**Exercise brief**
Update the data below by replacing every "Pick out" with "Locate" and changing nothing else. Write out the revised data without the pictures.
------------------------------------------------
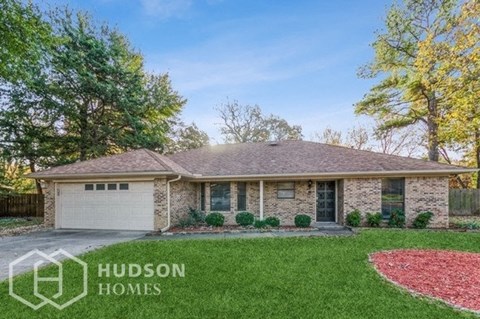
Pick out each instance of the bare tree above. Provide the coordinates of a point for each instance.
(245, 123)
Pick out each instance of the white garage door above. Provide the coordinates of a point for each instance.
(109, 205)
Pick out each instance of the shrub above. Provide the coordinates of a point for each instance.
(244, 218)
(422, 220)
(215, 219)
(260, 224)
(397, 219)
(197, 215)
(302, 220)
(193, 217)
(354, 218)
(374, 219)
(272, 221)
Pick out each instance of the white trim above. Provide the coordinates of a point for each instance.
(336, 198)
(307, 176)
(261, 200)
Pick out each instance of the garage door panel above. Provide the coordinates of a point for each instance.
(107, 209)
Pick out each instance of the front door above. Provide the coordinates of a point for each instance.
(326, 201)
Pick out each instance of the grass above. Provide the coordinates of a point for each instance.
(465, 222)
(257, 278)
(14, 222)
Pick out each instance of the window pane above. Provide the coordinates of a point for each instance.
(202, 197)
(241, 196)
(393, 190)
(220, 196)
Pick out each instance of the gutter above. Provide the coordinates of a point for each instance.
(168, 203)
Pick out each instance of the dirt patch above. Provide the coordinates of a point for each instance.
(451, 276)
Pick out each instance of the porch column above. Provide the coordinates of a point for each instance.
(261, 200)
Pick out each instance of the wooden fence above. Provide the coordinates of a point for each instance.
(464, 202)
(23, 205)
------------------------------------------------
**Answer to the task**
Locate each instance of the bare tree above. Provide the coordinates of a point for each instance.
(245, 123)
Locate each instance of the white garage door above. Provide the coordinates of a point for each instance.
(109, 205)
Locate each instance of the shrub above. Provide the coordinates of a point for each instance.
(244, 218)
(422, 220)
(215, 219)
(260, 224)
(397, 219)
(197, 215)
(302, 220)
(193, 217)
(354, 218)
(374, 219)
(272, 221)
Locate each instance of the white trim above. Provide the coordinates of a point for each instance.
(336, 198)
(307, 176)
(261, 200)
Locate each instance of the garage door panel above. Provide the coordinates of a point for each instance.
(107, 209)
Locate each instance of the front door above. Provide the coordinates of a point for each instance.
(326, 201)
Locate each instance of the grass above. Provide the coordinates of a point for each instance.
(465, 222)
(257, 278)
(14, 222)
Locate each instance of the window pane above. Provide the coordinates of a point for each instance.
(202, 197)
(241, 196)
(393, 190)
(220, 196)
Locate each instance of the gutter above. Provide the coordinates of a point for each instance.
(168, 203)
Locate each instance of the dirt patch above. Provide the coordinates of a point for each instance.
(451, 276)
Locate each instance of the porch column above. Provide the coordinates of a point for each instance.
(261, 200)
Locate each instance of the wooden fence above. Provide the coordinates of a point for each instance.
(464, 202)
(23, 205)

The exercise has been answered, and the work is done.